Task prompt: Each record must be repeated exactly. None may be dropped.

Stored data:
══════════

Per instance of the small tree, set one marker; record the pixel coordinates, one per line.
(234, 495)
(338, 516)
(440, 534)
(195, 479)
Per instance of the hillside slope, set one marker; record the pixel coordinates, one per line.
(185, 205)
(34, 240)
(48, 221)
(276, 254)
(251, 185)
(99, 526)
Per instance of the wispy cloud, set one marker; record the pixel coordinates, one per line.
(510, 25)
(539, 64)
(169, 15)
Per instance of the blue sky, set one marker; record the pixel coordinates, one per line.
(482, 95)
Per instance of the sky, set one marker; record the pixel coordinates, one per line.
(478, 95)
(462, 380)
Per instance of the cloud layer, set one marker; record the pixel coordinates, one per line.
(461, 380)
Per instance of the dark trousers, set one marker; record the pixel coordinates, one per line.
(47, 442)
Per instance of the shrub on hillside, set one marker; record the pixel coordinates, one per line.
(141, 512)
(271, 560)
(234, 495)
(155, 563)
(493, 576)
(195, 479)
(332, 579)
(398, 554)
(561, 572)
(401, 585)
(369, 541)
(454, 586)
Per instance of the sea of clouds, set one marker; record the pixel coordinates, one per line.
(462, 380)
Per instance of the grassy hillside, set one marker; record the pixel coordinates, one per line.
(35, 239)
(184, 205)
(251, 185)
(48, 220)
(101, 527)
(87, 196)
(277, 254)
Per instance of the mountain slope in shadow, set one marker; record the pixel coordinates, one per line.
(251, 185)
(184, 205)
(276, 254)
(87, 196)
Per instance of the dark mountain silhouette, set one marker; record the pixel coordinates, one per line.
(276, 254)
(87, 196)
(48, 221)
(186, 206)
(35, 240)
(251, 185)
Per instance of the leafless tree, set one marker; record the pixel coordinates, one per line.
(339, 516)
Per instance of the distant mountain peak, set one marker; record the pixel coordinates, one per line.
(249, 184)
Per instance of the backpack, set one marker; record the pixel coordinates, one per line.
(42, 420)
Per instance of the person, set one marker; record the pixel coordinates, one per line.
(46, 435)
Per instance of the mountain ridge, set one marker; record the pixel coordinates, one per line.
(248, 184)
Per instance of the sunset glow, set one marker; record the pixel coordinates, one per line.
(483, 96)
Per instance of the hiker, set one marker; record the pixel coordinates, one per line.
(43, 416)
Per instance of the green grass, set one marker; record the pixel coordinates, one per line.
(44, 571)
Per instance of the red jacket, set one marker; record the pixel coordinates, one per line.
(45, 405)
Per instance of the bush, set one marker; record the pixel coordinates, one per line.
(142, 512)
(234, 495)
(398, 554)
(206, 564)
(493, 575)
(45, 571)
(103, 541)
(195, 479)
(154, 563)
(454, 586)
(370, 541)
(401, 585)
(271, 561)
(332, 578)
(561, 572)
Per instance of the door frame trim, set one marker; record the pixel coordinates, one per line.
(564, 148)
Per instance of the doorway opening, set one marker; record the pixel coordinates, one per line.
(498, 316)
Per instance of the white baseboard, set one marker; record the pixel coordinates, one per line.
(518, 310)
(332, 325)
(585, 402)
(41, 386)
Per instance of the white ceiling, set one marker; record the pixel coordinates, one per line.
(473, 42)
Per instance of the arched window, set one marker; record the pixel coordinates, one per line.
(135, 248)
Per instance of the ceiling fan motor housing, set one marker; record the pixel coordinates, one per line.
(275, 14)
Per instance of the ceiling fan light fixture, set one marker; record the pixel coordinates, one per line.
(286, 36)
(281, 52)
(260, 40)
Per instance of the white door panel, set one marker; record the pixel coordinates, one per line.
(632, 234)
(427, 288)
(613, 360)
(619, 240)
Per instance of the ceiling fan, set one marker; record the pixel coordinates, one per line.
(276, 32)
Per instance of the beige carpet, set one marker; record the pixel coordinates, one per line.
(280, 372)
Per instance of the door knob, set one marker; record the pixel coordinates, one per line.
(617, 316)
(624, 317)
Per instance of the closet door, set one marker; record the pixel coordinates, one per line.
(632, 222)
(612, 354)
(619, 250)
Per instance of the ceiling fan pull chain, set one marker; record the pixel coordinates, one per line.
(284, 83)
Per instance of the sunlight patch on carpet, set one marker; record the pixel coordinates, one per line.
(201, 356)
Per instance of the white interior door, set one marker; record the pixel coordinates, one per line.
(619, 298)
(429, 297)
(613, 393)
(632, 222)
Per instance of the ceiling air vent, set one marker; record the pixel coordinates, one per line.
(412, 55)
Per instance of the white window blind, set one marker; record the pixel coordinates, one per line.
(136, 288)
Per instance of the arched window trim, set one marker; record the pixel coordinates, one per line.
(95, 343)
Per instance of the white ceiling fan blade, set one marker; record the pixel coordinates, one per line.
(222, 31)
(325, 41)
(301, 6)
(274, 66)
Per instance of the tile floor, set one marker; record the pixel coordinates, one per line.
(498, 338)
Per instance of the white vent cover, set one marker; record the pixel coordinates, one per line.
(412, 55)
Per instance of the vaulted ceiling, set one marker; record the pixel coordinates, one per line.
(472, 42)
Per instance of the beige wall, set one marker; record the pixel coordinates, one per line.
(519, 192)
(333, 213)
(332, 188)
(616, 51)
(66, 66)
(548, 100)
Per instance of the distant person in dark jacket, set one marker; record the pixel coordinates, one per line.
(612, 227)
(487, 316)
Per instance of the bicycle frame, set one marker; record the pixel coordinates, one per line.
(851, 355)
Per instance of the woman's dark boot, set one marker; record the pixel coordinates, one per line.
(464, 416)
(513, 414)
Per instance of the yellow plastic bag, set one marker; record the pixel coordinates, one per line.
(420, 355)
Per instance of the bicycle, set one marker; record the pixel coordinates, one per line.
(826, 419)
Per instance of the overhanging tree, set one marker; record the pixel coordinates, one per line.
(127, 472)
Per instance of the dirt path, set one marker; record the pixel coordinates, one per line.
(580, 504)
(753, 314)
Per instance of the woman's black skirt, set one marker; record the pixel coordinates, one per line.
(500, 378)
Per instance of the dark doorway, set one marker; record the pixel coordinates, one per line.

══════════

Task answer:
Per instance of the small tree, set one marker; record the pixel coordinates, one per line.
(234, 495)
(338, 516)
(440, 534)
(195, 479)
Per instance of the hillside slope, set one marker; record the pixel coordinates, one per line.
(185, 205)
(34, 240)
(48, 221)
(276, 254)
(251, 185)
(99, 526)
Per instance of the wispy cloud, set one marker; record the pixel coordinates, one per line.
(510, 25)
(539, 64)
(169, 15)
Per instance of the blue sky, set one marker; record the pixel coordinates, one per line.
(482, 95)
Per instance of the sky, set one marker; record the pixel coordinates, one per line.
(478, 95)
(462, 380)
Per instance of the cloud layer, set one marker; record the pixel coordinates, one per line.
(461, 380)
Per instance of the dark trousers, set one marker; record the pixel coordinates, one per line.
(47, 442)
Per instance of the shrub on hillside, set one marker; record the pixel coordinates, one per line.
(141, 512)
(271, 560)
(234, 495)
(155, 563)
(493, 576)
(195, 479)
(332, 579)
(398, 554)
(561, 572)
(401, 585)
(369, 541)
(454, 586)
Per instance of the sea of clouds, set one marker; record the pixel coordinates, one per line.
(462, 380)
Per instance of the grassy hillside, set one marker; record the pixel coordinates, one per line.
(35, 239)
(184, 205)
(251, 185)
(48, 220)
(101, 527)
(87, 196)
(277, 254)
Per instance of the mountain slope in shadow, set one marker; record the pixel coordinates, one per line.
(251, 185)
(184, 205)
(276, 254)
(87, 196)
Per instance of the dark mountain silhouette, set one marker; record the pixel coordinates, one per line.
(276, 254)
(87, 196)
(48, 221)
(186, 206)
(35, 240)
(251, 185)
Per instance of the leafless tree, set one marker; record the pixel coordinates, one per line.
(339, 516)
Per instance of the distant mountain peak, set one marker; record the pixel coordinates, one per line.
(249, 184)
Per instance of the backpack, set one marker; record the pixel coordinates, one per line.
(42, 420)
Per instance of the person, set one marker; record the pixel coordinates, one per line.
(46, 435)
Per instance of the mountain ridge, set one marker; record the pixel coordinates, one per line.
(248, 184)
Per instance of the sunset glow, set one marker; record the pixel coordinates, one per line.
(483, 96)
Per instance of the hiker, set one marker; record the pixel coordinates, one per line.
(43, 416)
Per instance of the green grass, set one marker; record the pixel coordinates, one per line.
(44, 571)
Per instance of the red jacket, set one marker; record the pixel coordinates, one per line.
(45, 405)
Per instance of the bush, set one marker; record the pixel coordinates, one per line.
(142, 512)
(234, 495)
(398, 554)
(206, 564)
(493, 575)
(45, 571)
(103, 541)
(195, 479)
(154, 563)
(454, 586)
(370, 541)
(401, 585)
(271, 561)
(332, 578)
(561, 572)
Per instance of the door frame trim, set one marker; record the pixel coordinates, one per line.
(564, 148)
Per instance of the doorway opening, set one marker; record the pixel coordinates, one per line.
(498, 316)
Per instance of the white baseboard, set one marker; record the pixel coordinates, one per line.
(518, 310)
(332, 325)
(585, 402)
(41, 386)
Per instance of the white ceiling, set one marker; record the pixel coordinates, one per line.
(473, 42)
Per instance of the arched window, set one marker; record the pixel coordinates, one per line.
(135, 248)
Per instance of the ceiling fan motor housing, set one marker; record the pixel coordinates, one per line.
(275, 14)
Per instance of the ceiling fan light fixture, set one marker; record the pixel coordinates, one per line.
(286, 36)
(281, 52)
(260, 40)
Per instance of the white door panel, set one marker; record the pixel coordinates, one per line.
(632, 234)
(427, 288)
(613, 360)
(619, 240)
Per instance of the ceiling fan, set one marker; record the pixel coordinates, one per line.
(276, 32)
Per instance of the beige carpet, set one marker; record the pixel coordinates, one per line.
(280, 372)
Per instance of the door knob, set one marker; record the pixel coordinates, one per line.
(617, 316)
(624, 317)
Per instance of the closet door, set one marker; record the pixel coordinates, one per line.
(632, 222)
(612, 354)
(619, 250)
Per instance of the ceiling fan pull chain, set one marker; record the pixel coordinates, one per line.
(284, 83)
Per instance of the sunlight patch on carpet, set one marker; record the pixel coordinates, one per line.
(201, 356)
Per instance of the white interior door, set one marker; record the pixel coordinates, one per line.
(619, 298)
(429, 297)
(613, 393)
(632, 222)
Per instance of the ceiling air vent, set one marker; record the pixel coordinates, one per line.
(412, 55)
Per instance of the white window blind, set one marker; record the pixel coordinates, one per line.
(136, 288)
Per instance of the arched window trim, set one marker; record the pixel coordinates, one per line.
(95, 343)
Per instance of the white ceiling fan blade, set one marker; record the pixel coordinates, one per line.
(222, 31)
(325, 41)
(301, 6)
(274, 66)
Per instance of the tile floor, set one marker; record the pixel coordinates, one per line.
(498, 338)
Per instance of the white vent cover, set one marker; record the pixel coordinates, one per line.
(412, 55)
Per instance of the vaulted ceiling, set one marker; record the pixel coordinates, one per line.
(472, 42)
Per instance of the beige wall, set one marker; record the pixel coordinates, one per line.
(519, 192)
(333, 213)
(332, 188)
(616, 51)
(66, 66)
(548, 100)
Per instance of the distant person in dark jacket, set one marker; record the pixel coordinates, one per line.
(612, 227)
(487, 316)
Per instance of the bicycle frame, set one marker; record the pixel coordinates, one per line.
(851, 355)
Per instance of the woman's dark boot, set one marker; record the pixel coordinates, one per line.
(464, 416)
(513, 414)
Per instance of the yellow plastic bag, set one marker; record the pixel coordinates, one per line.
(420, 355)
Per instance of the bicycle, set one marker; record the pixel coordinates, one per line.
(826, 419)
Per instance of the overhanging tree, set one marker; record the pixel coordinates, one per line.
(127, 472)
Per instance of the dirt path, set one marker; record the pixel coordinates, one per line.
(580, 504)
(753, 314)
Per instance of the woman's black skirt, set one marker; record the pixel coordinates, one per line.
(500, 378)
Per instance of the dark doorway, set one marker; record the pixel coordinates, one per line.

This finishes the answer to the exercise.